(A run of records)

## begin

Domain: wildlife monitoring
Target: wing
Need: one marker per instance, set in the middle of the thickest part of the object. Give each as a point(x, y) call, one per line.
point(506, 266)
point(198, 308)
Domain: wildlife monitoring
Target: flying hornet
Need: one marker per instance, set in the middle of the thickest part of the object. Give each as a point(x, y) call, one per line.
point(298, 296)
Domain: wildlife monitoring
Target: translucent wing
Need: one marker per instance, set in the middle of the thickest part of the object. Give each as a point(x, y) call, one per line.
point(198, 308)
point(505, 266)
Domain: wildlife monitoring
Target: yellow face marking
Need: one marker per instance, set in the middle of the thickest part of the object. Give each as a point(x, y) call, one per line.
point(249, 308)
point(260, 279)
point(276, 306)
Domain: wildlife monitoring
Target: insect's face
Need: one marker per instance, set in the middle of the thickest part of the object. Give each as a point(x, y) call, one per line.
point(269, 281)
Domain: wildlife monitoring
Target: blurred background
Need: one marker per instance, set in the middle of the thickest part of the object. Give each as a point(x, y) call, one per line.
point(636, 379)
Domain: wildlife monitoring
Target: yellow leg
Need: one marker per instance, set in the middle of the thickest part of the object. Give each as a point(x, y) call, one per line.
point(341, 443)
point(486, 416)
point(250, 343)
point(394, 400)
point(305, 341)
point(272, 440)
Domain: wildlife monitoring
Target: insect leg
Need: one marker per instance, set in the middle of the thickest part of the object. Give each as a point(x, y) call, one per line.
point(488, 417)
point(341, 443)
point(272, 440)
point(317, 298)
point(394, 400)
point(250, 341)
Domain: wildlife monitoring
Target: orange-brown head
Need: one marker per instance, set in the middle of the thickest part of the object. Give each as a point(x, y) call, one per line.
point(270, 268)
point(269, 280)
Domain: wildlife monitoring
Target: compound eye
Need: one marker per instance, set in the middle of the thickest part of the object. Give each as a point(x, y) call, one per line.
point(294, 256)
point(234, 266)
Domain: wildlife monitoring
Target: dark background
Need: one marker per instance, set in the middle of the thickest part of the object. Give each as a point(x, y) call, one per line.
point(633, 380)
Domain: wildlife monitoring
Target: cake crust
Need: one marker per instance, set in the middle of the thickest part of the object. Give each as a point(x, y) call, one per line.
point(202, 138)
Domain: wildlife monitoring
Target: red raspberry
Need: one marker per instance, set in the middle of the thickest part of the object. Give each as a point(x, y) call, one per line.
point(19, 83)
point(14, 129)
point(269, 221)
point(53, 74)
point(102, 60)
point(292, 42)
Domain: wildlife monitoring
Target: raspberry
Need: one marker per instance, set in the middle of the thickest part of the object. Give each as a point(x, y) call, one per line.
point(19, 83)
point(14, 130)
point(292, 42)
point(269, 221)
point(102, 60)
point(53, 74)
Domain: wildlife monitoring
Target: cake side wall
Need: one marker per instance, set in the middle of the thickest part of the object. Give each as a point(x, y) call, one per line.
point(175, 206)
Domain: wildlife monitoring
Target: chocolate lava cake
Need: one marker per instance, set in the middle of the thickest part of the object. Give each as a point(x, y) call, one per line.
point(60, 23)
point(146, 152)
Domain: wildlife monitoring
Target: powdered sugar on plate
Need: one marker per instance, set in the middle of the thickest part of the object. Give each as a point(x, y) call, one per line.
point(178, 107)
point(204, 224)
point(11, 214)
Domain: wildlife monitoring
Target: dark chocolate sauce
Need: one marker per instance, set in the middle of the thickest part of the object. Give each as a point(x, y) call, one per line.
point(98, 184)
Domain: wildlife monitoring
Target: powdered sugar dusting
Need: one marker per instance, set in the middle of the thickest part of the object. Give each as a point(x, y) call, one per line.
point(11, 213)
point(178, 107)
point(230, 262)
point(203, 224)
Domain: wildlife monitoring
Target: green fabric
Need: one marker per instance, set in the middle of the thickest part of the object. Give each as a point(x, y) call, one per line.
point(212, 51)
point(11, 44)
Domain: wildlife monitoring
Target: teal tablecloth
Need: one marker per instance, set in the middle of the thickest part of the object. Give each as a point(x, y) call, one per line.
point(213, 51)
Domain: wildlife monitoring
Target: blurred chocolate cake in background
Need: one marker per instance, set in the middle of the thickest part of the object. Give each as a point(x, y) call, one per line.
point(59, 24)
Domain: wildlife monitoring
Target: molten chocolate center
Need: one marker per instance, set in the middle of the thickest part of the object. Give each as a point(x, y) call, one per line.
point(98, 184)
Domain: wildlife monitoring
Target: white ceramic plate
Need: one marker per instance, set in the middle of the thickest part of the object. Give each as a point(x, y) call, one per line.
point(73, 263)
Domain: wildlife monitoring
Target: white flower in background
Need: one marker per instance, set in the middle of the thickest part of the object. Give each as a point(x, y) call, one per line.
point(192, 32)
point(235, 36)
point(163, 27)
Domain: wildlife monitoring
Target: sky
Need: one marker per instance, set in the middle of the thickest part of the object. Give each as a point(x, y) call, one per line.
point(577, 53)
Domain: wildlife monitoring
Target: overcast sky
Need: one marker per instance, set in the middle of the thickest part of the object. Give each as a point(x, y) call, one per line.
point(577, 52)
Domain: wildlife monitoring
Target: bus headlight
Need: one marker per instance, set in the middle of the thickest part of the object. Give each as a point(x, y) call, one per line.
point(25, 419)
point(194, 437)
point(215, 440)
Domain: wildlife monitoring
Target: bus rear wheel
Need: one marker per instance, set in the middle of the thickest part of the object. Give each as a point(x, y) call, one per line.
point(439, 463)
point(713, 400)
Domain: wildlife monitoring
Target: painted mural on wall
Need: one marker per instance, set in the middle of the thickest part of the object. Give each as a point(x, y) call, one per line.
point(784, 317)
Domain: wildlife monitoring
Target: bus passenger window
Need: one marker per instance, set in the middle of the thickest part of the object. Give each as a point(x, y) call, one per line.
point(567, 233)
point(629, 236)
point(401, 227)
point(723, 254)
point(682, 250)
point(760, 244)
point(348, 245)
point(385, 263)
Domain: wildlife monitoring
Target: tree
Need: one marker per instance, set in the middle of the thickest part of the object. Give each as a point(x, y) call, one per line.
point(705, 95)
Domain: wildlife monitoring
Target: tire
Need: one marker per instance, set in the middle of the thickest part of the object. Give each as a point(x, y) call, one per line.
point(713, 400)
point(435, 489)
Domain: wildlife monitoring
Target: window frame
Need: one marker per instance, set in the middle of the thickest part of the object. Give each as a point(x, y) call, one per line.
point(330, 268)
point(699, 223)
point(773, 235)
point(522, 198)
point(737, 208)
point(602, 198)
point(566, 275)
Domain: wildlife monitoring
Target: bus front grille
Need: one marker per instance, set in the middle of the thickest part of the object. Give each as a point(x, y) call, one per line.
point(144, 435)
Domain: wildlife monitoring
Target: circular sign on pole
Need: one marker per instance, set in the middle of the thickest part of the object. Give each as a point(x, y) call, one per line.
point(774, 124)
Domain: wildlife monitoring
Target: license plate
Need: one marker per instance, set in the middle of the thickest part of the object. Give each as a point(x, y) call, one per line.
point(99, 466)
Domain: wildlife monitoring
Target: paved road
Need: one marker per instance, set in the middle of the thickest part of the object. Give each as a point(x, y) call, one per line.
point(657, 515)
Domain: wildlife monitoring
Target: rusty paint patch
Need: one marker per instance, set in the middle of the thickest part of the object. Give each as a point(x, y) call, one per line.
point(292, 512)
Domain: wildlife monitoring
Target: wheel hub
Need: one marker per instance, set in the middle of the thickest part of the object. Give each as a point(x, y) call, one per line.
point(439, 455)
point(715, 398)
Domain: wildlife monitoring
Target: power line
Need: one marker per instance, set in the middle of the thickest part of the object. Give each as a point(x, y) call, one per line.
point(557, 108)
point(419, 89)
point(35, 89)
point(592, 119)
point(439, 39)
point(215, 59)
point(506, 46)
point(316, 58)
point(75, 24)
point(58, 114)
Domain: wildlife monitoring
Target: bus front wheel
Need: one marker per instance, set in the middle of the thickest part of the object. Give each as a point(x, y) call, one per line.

## end

Repeat the lines above word for word, beginning with the first line of the run and stopping after the line that contains "point(636, 379)", with that line included.

Domain: wildlife monitoring
Target: wing
Need: one marker per instance, set in the middle of the thickest part of the object. Give each as a point(x, y) call, one per line.
point(506, 266)
point(198, 308)
Domain: wildlife monitoring
Target: flying hornet
Need: one marker per instance, set in the middle of the thickest part of the object. Give each as a point(x, y) call, one per line.
point(298, 296)
Domain: wildlife monitoring
Target: translucent wing
Need: one marker per instance, set in the middle of the thickest part of the object. Give each as a point(x, y) call, one per line.
point(198, 308)
point(505, 266)
Domain: wildlife monitoring
Target: yellow face marking
Need: one marker per instance, set in the middle of the thickest part of the object. Give each as a point(x, y) call, one per line.
point(249, 308)
point(260, 279)
point(276, 306)
Domain: wildlife monitoring
Target: insect's face
Need: one marker per instance, set in the middle of the thickest part of the object. Give each as a point(x, y) call, one per line.
point(269, 281)
Domain: wildlife monitoring
Target: blurred background
Need: one marker per instance, set in the middle of the thickest part of the object. Give each as a point(x, y) call, one per line.
point(636, 379)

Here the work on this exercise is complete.